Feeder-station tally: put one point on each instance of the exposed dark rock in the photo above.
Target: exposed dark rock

==

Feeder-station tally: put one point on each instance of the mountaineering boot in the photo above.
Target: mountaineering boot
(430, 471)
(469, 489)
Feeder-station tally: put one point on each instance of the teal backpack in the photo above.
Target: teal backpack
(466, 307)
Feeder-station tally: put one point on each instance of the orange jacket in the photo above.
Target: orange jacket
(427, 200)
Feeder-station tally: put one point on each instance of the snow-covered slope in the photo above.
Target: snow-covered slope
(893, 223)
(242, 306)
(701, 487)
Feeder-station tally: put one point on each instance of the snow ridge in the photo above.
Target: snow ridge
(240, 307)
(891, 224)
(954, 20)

==

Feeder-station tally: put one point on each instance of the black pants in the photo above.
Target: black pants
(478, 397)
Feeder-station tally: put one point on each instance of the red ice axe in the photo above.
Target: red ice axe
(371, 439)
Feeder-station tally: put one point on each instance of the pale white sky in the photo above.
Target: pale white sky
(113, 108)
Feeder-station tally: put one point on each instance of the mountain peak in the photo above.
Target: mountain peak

Aim of the task: Copy out each line of the entries above that holds "rock".

Solution below:
Feeder-station tally: put one point on each instance of the exposed dark rock in the photo above.
Target: exposed dark rock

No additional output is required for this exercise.